## EXTRAIT DE PAGE
*****

« Science sans conscience n’est que ruine de l’âme ». Cette citation de François Rabelais prend tout son sens à l’aube des avancées scientifiques et des enjeux en termes de biosécurité qui en découle. À une époque dominée par la globalisation des moyens d’information et de communication, l’accès aux techniques scientifiques couplé aux progrès récents de la science augmentent le risque de dissémination d’armes biologiques.
Cet ouvrage a pour ambition d’informer et d’alerter les autorités mais aussi la communauté scientifique sur l’usage dual pouvant être fait des progrès accomplis en biologie. À ce titre, le Livre blanc de la Défense, publié le 17 juin 2008, accorde une place centrale au terrorisme biologique et chimique en le situant au cœur des préoccupations en termes de sécurité intérieure.

*****

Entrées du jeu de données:
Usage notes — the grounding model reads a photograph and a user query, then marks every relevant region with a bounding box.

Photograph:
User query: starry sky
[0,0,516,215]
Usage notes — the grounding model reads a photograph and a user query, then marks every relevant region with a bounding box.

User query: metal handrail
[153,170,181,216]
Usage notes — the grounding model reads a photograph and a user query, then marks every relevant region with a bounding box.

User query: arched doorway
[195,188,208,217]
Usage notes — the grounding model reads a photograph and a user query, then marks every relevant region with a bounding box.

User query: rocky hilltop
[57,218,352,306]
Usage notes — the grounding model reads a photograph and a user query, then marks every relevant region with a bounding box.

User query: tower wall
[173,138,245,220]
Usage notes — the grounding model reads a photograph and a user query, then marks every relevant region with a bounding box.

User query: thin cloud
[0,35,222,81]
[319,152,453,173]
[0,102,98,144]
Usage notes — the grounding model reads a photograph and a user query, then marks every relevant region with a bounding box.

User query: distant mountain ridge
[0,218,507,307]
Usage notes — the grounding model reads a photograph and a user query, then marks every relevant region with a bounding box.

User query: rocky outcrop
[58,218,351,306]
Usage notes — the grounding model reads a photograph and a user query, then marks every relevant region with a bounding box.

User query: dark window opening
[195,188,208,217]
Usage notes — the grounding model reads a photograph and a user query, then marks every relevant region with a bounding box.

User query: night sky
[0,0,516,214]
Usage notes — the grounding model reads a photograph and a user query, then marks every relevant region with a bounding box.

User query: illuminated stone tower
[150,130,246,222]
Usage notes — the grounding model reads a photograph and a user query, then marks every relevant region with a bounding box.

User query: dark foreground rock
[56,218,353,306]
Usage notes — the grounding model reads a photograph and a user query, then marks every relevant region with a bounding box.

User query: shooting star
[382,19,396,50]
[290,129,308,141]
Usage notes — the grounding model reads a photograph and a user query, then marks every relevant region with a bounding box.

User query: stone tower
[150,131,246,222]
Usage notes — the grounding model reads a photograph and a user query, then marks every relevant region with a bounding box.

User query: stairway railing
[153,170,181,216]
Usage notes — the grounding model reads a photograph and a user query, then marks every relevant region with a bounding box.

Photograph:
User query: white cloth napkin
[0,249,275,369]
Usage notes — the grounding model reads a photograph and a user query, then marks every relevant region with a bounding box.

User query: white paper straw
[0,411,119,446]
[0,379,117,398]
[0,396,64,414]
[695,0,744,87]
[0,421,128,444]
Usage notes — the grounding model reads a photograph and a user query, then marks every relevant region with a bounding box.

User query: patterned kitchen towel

*****

## CONSIGNES DE L'EXERCICE
[1] Comment traduire en anglais cette phrase de l'extrait sur la biosécurité : « Cet ouvrage a pour ambition d’informer et d’alerter les autorités mais aussi la communauté scientifique sur l’usage dual pouvant être fait des progrès accomplis en biologie. » ?
[2] Recopiez, dans l'extrait sur la biosécurité, tout ce qui va de « Cet ouvrage a » jusqu'à « de sécurité intérieure. ».

## CORRIGÉ DÉTAILLÉ
[1] This work aims to inform and alert the authorities, but also the scientific community, about the dual use that can be made of the advances achieved in biology.

[2]
Cet ouvrage a pour ambition d’informer et d’alerter les autorités mais aussi la communauté scientifique sur l’usage dual pouvant être fait des progrès accomplis en biologie. À ce titre, le Livre blanc de la Défense, publié le 17 juin 2008, accorde une place centrale au terrorisme biologique et chimique en le situant au cœur des préoccupations en termes de sécurité intérieure.